## TRY IT
All of the data needs to come back exactly as written.

——

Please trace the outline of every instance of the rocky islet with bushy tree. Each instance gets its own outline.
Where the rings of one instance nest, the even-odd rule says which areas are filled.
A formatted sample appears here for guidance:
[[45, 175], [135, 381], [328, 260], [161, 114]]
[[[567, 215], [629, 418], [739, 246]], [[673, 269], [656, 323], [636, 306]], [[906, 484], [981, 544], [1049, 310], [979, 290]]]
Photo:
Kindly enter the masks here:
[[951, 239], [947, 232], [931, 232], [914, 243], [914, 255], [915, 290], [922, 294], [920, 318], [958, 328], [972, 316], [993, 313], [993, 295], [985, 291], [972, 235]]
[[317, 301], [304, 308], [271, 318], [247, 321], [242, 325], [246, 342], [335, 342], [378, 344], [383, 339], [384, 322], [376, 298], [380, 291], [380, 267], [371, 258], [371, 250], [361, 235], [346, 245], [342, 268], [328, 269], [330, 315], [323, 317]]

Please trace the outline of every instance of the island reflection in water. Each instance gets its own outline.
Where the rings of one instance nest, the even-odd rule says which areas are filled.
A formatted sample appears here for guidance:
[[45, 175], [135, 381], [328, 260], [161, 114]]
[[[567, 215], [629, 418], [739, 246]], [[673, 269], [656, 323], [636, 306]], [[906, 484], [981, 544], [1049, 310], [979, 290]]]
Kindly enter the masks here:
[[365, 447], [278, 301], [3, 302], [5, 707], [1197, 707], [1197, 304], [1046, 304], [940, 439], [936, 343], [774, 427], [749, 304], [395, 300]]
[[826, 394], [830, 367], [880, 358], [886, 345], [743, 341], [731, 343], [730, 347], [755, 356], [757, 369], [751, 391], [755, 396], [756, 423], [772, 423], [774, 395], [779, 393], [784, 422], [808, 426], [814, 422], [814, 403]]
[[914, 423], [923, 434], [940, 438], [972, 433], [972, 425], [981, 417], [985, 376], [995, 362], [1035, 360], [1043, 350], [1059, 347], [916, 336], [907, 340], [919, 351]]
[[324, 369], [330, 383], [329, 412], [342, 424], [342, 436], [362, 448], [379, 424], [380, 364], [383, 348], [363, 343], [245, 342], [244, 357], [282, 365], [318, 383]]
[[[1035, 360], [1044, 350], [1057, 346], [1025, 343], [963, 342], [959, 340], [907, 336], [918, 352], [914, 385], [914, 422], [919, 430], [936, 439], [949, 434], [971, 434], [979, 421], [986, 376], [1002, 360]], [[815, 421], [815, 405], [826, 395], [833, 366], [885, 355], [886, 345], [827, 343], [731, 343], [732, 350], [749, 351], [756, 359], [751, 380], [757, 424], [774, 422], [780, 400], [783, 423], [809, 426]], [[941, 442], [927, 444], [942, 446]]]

——

## ANSWER TO THIS PROBLEM
Please trace the outline of every instance of the rocky islet with bushy tree. Each instance gets its own outline.
Where the rings of one instance nest, the even-odd rule says which areas are filled.
A formatted sample appears here for guidance:
[[45, 175], [135, 381], [328, 260], [161, 114]]
[[[567, 215], [629, 418], [739, 246]], [[673, 269], [656, 323], [636, 306]], [[906, 484], [981, 544], [1049, 310], [979, 290]]]
Photo:
Kindly enter the masks here:
[[951, 239], [947, 232], [931, 232], [914, 243], [914, 255], [915, 290], [922, 294], [920, 318], [958, 328], [972, 316], [993, 313], [993, 295], [985, 291], [972, 235]]
[[317, 301], [304, 308], [271, 318], [247, 321], [242, 325], [246, 342], [335, 342], [378, 344], [383, 339], [384, 322], [376, 298], [380, 291], [380, 267], [371, 258], [371, 250], [361, 235], [346, 245], [342, 268], [328, 269], [330, 315], [323, 317]]

Please trace the outline of every instance of the island reflection in water. Each instance gets its own outline.
Where the rings of one instance nest, the even-odd rule says which areas are filled.
A formatted sample appears here for guidance:
[[45, 175], [135, 381], [328, 260], [161, 114]]
[[[567, 215], [629, 418], [739, 246]], [[673, 269], [656, 323], [636, 306]], [[906, 484], [981, 544], [1049, 310], [979, 290]]]
Kindly enter the masks here:
[[365, 447], [278, 301], [3, 302], [5, 707], [1197, 707], [1197, 304], [1046, 304], [940, 439], [936, 343], [774, 427], [749, 304], [395, 300]]
[[826, 394], [830, 367], [880, 358], [886, 345], [743, 341], [731, 343], [730, 347], [755, 356], [757, 369], [751, 391], [755, 396], [756, 423], [772, 423], [774, 395], [779, 393], [784, 422], [808, 426], [814, 422], [814, 403]]
[[914, 423], [923, 434], [940, 438], [972, 433], [972, 425], [981, 417], [985, 376], [995, 362], [1035, 360], [1043, 350], [1059, 347], [916, 336], [907, 340], [919, 351]]
[[324, 369], [330, 383], [329, 412], [342, 424], [342, 436], [362, 448], [379, 424], [380, 364], [383, 348], [363, 343], [245, 342], [244, 357], [282, 365], [318, 383]]
[[[1035, 360], [1044, 350], [1057, 346], [1025, 343], [963, 342], [959, 340], [907, 336], [918, 352], [914, 385], [914, 422], [919, 430], [936, 439], [949, 434], [971, 434], [979, 421], [986, 376], [1002, 360]], [[815, 421], [815, 405], [826, 395], [833, 366], [885, 355], [886, 345], [827, 343], [731, 343], [732, 350], [749, 351], [756, 359], [751, 380], [757, 424], [774, 422], [780, 400], [783, 423], [809, 426]], [[941, 442], [927, 444], [942, 446]]]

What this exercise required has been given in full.